EXERCISE PASSAGE —
Short answer: AI is the umbrella; machine learning and generative AI are two branches under it that do opposite jobs. Machine learning predicts a number or category from your history — the angel’s share, bottling maturity. Generative AI produces words — a draft, an explanation. The test for any distillery problem is simple: what shape is the answer? A number means machine learning, words mean generative AI, and “just show me what’s already there” means a dashboard, which often isn’t AI at all and is frequently the cheapest right answer.
This is part four of the foundations series. The previous three posts defined each term on its own — AI, machine learning and generative AI. This one puts them in the same room, because the expensive mistakes happen at the boundaries: buying a chatbot to do a forecasting job, or a forecasting project to do a reporting job.
The relationship in one breath
AI is the umbrella word. Underneath it, machine learning learns patterns from data to predict — a number, a category, a yes/no. Also underneath it, generative AI produces new content — words, tables, images. They are siblings, not stages: generative AI is not “more advanced” machine learning, and machine learning is not “old” AI. They do different jobs. And sitting outside the umbrella entirely are dashboards and rules — logic you write, no learning involved — which get called AI constantly and usually shouldn’t be.
The test: what shape is the answer?

RECORDED DATA —
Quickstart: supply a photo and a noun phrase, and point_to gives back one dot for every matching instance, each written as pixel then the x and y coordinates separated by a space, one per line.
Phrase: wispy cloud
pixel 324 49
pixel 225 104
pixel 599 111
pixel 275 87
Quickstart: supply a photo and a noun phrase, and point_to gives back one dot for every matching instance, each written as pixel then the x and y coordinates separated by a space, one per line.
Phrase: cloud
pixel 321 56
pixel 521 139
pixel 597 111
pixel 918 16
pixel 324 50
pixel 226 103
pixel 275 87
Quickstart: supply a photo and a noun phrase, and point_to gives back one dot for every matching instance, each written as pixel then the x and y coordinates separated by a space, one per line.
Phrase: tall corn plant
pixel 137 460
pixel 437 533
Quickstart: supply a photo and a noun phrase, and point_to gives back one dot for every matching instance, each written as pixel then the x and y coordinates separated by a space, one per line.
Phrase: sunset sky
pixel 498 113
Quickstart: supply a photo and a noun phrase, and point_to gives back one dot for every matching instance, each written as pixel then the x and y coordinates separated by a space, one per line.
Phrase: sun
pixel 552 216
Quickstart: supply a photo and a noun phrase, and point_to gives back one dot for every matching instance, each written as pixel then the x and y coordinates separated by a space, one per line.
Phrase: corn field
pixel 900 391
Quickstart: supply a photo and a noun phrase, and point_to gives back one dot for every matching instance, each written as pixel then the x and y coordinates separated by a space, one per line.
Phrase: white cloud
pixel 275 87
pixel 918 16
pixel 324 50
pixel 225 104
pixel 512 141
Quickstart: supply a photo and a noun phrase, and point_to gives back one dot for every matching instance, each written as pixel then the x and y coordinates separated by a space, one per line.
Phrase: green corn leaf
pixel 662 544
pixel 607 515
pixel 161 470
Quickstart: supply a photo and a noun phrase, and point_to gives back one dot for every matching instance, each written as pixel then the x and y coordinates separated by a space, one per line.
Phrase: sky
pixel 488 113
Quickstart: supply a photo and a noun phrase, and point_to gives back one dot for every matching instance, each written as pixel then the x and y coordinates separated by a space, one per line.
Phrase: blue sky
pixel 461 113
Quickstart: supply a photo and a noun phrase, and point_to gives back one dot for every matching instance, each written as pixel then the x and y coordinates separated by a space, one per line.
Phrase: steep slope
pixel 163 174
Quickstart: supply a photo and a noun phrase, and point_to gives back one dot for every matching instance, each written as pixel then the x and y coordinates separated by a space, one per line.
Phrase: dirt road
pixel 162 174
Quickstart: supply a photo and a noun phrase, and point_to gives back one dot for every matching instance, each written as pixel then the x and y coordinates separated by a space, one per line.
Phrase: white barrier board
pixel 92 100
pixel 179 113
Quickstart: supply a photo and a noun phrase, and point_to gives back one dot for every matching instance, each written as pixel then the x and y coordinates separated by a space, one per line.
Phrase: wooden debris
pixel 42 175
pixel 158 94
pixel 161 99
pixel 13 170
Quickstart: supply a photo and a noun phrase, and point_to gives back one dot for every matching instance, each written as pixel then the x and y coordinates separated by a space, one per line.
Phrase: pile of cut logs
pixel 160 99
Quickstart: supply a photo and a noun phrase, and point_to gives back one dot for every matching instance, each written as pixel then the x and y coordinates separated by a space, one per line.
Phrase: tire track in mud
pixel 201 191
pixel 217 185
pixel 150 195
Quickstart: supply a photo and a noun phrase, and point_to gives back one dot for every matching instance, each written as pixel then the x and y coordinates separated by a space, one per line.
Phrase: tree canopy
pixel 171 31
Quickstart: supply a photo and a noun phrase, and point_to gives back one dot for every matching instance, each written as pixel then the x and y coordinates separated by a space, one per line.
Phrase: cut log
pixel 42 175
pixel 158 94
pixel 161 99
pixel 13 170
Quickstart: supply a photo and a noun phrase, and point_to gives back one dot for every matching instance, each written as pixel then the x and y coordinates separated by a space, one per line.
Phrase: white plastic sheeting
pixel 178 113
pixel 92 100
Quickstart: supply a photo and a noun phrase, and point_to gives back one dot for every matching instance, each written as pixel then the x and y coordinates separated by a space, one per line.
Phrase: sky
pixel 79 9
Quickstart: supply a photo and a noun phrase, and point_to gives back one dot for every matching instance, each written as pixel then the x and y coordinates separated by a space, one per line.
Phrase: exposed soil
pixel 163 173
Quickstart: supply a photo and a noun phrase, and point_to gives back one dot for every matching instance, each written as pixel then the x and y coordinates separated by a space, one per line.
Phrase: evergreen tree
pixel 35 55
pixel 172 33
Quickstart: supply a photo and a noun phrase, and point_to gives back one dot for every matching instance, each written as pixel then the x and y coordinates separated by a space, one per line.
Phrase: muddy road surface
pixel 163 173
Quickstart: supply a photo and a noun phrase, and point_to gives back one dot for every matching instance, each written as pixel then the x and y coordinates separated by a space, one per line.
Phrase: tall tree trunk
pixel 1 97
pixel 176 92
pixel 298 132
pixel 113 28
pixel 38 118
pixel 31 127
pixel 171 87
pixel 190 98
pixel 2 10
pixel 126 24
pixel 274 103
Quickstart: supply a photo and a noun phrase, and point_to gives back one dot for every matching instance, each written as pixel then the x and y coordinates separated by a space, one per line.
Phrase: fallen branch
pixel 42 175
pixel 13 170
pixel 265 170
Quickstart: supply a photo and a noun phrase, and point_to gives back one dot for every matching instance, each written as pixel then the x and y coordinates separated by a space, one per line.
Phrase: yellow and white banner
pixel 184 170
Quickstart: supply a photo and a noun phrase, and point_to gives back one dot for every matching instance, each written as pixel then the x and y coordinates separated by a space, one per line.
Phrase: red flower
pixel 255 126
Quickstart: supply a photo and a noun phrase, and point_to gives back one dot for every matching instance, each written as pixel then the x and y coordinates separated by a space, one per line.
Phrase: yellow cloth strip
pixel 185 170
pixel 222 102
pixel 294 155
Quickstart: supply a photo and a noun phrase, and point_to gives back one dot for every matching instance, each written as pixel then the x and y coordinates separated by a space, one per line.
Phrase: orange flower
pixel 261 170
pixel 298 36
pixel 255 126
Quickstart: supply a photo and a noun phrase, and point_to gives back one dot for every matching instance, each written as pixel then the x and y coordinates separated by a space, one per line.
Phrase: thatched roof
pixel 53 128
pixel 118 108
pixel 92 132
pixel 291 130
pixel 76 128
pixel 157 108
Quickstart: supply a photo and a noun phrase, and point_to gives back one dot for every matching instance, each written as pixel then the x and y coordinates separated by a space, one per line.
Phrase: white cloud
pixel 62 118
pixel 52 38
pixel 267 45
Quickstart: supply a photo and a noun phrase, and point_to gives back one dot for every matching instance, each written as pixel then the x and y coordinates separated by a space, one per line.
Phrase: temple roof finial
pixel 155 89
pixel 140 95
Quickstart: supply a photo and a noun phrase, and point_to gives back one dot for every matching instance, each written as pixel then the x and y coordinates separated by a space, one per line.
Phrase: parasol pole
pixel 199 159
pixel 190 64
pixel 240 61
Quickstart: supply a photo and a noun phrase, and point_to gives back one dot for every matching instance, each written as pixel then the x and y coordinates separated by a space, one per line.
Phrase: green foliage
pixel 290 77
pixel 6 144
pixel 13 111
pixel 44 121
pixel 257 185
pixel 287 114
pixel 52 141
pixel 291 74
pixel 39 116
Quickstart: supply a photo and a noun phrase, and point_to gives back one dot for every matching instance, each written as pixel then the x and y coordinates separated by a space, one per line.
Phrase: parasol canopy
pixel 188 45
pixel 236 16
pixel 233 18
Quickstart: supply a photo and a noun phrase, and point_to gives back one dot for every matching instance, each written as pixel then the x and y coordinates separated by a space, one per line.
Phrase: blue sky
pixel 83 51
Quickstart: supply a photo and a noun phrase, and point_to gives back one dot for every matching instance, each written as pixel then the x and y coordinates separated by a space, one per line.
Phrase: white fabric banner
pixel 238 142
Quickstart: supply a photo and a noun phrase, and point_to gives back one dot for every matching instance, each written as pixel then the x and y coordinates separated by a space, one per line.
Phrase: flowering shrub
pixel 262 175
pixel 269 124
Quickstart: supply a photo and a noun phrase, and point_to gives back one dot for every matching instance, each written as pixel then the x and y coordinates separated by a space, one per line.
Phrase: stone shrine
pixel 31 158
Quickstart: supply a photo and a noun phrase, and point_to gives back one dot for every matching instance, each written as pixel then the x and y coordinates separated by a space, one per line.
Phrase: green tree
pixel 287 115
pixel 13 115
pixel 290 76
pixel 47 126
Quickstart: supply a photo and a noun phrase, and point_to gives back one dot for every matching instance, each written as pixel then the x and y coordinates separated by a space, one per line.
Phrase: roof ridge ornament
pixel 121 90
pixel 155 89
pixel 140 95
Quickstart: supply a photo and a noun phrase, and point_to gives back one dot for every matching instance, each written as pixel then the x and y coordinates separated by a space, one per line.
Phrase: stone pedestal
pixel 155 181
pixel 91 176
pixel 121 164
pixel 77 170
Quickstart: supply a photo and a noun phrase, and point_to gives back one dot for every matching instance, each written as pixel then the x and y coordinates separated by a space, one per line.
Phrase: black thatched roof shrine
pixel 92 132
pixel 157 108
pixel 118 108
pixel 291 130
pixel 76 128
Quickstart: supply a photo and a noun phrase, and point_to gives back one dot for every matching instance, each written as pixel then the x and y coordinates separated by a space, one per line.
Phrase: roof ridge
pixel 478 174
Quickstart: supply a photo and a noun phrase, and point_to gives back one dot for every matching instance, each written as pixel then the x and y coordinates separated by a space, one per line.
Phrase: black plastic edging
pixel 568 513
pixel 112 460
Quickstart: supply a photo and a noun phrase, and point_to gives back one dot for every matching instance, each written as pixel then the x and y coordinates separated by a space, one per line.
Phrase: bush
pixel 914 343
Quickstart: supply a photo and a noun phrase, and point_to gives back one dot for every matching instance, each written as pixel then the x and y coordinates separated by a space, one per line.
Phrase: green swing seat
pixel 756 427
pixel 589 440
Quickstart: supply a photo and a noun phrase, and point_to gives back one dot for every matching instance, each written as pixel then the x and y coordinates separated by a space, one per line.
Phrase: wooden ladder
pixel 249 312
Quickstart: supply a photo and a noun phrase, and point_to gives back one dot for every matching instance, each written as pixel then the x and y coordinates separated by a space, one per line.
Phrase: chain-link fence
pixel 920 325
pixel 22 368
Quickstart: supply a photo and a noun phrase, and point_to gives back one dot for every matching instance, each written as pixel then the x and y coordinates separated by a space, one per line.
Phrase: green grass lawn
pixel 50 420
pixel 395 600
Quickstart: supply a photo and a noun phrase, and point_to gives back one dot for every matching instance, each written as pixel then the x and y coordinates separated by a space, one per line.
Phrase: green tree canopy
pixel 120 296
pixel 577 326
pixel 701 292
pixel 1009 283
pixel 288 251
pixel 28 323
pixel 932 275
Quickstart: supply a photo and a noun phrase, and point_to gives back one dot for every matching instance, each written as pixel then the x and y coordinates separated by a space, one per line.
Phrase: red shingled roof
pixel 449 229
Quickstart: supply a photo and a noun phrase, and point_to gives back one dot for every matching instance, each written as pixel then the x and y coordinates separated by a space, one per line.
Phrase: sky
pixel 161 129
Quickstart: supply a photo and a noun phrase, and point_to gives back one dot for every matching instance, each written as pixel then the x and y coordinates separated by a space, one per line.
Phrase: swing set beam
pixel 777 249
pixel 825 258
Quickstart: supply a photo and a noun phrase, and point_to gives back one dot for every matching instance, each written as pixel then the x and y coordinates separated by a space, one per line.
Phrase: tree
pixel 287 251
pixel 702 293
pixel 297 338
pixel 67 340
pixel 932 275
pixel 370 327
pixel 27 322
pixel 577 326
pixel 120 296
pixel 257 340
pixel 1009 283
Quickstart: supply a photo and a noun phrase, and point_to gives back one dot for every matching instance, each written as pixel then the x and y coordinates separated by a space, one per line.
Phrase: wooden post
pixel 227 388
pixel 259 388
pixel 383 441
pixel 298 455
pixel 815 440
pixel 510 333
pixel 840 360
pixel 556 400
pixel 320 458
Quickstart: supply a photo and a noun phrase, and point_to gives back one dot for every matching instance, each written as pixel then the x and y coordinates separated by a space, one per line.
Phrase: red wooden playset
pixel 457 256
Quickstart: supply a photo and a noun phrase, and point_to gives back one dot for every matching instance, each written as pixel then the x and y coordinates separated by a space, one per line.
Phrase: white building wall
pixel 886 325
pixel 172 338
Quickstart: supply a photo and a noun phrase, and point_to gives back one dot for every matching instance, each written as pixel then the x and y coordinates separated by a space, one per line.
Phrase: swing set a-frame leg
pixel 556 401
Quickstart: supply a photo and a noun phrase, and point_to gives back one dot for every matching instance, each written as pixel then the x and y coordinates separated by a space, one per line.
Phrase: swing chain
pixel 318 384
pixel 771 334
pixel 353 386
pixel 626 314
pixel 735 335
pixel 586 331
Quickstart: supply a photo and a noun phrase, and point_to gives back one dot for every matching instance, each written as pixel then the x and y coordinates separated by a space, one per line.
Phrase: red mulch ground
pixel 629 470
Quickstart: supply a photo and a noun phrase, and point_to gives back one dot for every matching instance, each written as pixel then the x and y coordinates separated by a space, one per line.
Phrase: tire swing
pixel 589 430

EXERCISE — Retype the passage about AI, machine learning and generative AI above, starting with "This is part" and going on through "a reporting job.".

RESULT OF THIS TASK —
This is part four of the foundations series. The previous three posts defined each term on its own — AI, machine learning and generative AI. This one puts them in the same room, because the expensive mistakes happen at the boundaries: buying a chatbot to do a forecasting job, or a forecasting project to do a reporting job.